### PASSAGE
____________________
Moscow says peace talks can only start if Kyiv abandons swaths of Ukraine to Russia and drops its NATO membership bid.

Canada and Norway are co-chairs of one of 10 international working groups helping to advance Ukraine’s peace plan, and their remit is item four, which seeks the return of prisoners of war, detained civilians, and illegally transferred and deported children. Canada and Ukraine also co-lead the International Coalition for the Return of Ukrainian Children, an effort now backed by 40 countries.

In March, 2023, the International Criminal Court issued arrest warrants against Russian President Vladimir Putin and Russia’s Commissioner for Children’s Rights, Maria Lvova-Belova, on the basis of reasonable grounds to believe that each bears responsibility for the war crime of “unlawful deportation of population (children) and of unlawful transfer of population (children) from occupied areas of Ukraine to the Russian Federation.”

In a statement, Andrii Sybiha, Minister of Foreign Affairs of Ukraine, called the release of all prisoners and deported persons from Russian captivity, including children, to be his country’s top priority.

Beth Van Schaack, the U.S. ambassador at large for global criminal justice, said in an August, 2024, statement the abducted children’s Ukrainian identities are being erased. “These children are too often given Russian names and passports, subjected to systematic Russian ‘military-patriotic’ indoctrination programs, punished for speaking Ukrainian, told lies about the fates of their families and communities, and even placed up for adoption into Russian families,” she said.
____________________
### DATA LINES
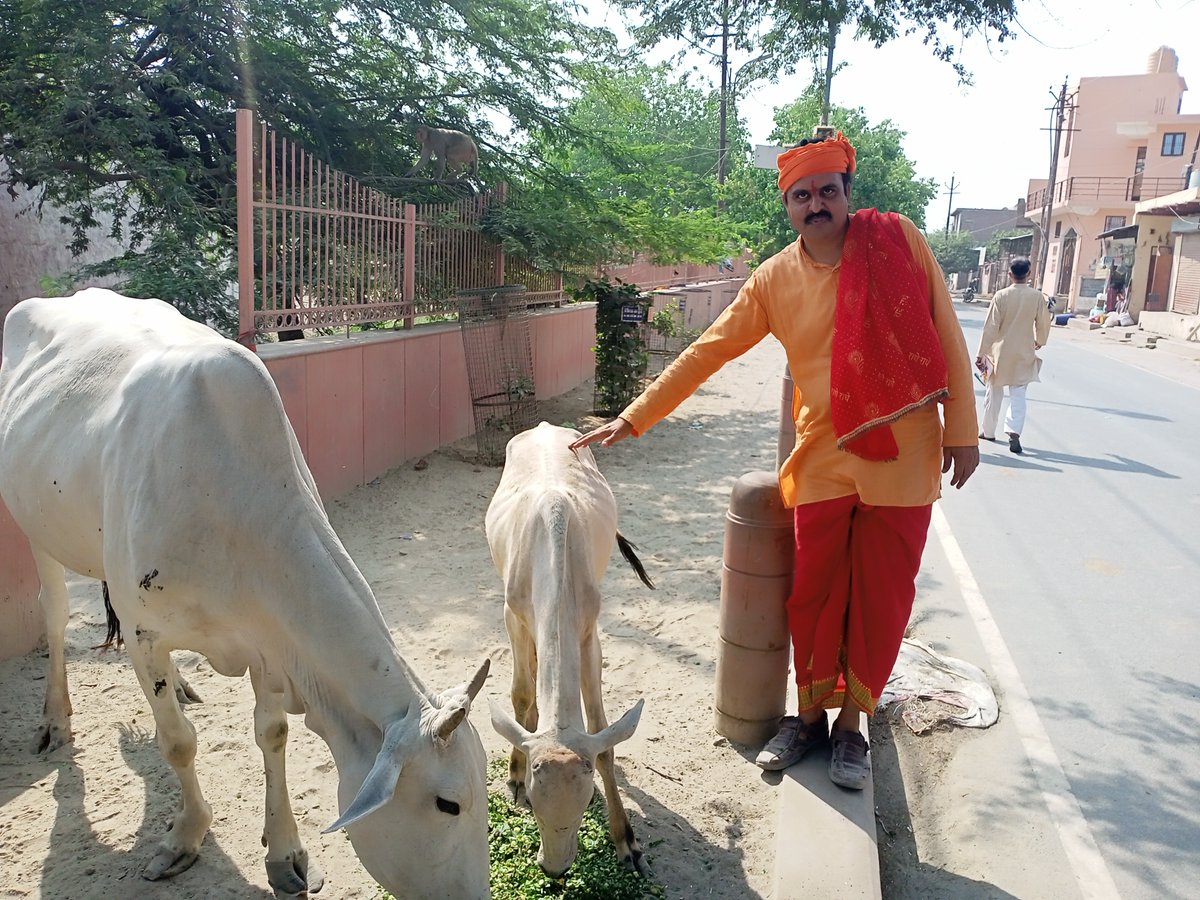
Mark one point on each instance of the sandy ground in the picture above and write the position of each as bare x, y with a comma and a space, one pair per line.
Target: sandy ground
83, 821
____________________
### WHAT TO DO
1. According to the passage on Ukraine's deported children, on what basis did the International Criminal Court issue arrest warrants against Vladimir Putin and Maria Lvova-Belova? Answer in one to three sentences.
2. Copy out everything in the passage on Ukraine's deported children from "In a statement, Andrii" down to "country’s top priority.".

### RESULTS FOR THE EXERCISE
1. The International Criminal Court issued the warrants in March 2023 because it found reasonable grounds to believe that each of them bears responsibility for the war crime of "unlawful deportation of population (children) and of unlawful transfer of population (children) from occupied areas of Ukraine to the Russian Federation."

2.
In a statement, Andrii Sybiha, Minister of Foreign Affairs of Ukraine, called the release of all prisoners and deported persons from Russian captivity, including children, to be his country’s top priority.